(Rows from an object pointing dataset)
----------------------------------------

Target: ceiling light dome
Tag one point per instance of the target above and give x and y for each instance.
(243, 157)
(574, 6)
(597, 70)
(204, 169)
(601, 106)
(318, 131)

----------------------------------------

DIRECTIONS FOR THIS TASK ▸
Reproduce the rows above, substituting "occurrence" for each "instance" and leaving everything else unchanged.

FINISHED ANSWER ▸
Target: ceiling light dome
Tag one point per occurrence of the target above and give x and y for each occurrence.
(243, 157)
(574, 6)
(597, 70)
(204, 169)
(601, 106)
(318, 131)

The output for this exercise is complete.